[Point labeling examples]

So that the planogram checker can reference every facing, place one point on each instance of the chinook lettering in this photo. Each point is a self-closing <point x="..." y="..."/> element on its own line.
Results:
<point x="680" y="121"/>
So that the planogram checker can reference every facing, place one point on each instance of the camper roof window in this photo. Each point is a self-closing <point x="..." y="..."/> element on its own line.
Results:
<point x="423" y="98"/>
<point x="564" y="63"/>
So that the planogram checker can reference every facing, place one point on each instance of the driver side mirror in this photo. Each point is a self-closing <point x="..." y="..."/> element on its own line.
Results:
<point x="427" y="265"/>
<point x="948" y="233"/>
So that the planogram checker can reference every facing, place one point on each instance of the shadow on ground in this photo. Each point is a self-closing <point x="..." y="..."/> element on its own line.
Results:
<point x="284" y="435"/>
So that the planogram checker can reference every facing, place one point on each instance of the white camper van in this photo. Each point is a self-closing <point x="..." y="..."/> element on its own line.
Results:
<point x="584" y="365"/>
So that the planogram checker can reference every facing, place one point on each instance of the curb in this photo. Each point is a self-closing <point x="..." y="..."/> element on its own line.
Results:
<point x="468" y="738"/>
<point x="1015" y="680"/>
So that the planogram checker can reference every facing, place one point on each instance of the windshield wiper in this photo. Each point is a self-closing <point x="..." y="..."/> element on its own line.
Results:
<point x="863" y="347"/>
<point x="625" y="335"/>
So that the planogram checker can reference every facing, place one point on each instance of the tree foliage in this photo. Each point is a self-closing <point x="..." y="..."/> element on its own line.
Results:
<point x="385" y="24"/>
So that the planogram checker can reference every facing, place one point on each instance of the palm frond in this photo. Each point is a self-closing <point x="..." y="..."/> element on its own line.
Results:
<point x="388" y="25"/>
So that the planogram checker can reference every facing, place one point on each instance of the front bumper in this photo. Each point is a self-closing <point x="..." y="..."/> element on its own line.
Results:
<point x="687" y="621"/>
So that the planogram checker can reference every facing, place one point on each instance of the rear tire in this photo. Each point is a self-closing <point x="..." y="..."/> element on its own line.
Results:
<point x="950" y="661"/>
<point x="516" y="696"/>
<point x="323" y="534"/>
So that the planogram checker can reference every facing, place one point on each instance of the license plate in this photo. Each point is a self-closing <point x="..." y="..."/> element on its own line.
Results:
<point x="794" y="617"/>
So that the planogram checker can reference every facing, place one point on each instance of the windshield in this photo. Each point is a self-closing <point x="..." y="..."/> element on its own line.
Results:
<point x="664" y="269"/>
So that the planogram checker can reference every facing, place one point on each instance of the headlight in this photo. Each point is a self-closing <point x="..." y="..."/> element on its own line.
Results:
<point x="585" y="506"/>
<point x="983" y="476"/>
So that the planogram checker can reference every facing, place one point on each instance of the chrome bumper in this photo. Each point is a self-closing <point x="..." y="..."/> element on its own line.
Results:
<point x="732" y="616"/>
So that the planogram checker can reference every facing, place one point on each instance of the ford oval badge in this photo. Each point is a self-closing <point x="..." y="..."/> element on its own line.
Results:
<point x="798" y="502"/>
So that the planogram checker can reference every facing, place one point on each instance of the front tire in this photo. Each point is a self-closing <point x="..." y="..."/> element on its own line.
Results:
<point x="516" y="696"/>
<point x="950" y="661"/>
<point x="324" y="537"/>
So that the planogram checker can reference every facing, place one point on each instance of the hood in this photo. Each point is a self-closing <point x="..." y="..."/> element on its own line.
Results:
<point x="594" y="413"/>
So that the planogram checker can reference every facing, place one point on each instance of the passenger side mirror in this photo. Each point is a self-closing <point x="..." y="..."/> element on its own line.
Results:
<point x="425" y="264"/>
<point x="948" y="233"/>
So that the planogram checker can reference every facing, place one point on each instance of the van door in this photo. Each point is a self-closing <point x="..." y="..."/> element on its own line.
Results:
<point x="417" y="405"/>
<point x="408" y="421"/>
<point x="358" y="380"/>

#### Problem
Rewrite the stretch of the listing from the line containing "the front tire" through the end of the listing, keeping the requests as they are and shifting every x and y coordinate in the points up by 21.

#### Output for this task
So that the planogram checker can reference every facing, place one point on each instance of the front tire in this photo. Each point is a self-closing <point x="..." y="..."/> element on its own line.
Results:
<point x="537" y="717"/>
<point x="971" y="682"/>
<point x="345" y="558"/>
So that the planogram checker can reference every facing, place one point on each instance of the hood in this photo. Each point is a self-closing <point x="..." y="..."/> element on its own line.
Results:
<point x="615" y="434"/>
So that the planogram checker can reference every facing, place one point on each instance of the passenger side mirror in this photo. Each point is a self-closing <point x="..." y="..."/> element on its own line.
Results:
<point x="446" y="285"/>
<point x="969" y="254"/>
So that the planogram checker can reference every facing, place one point on each instance of the van door in this photo. Each point is a self-closing <point x="..." y="..."/> element on its own line.
Results:
<point x="438" y="426"/>
<point x="429" y="442"/>
<point x="379" y="401"/>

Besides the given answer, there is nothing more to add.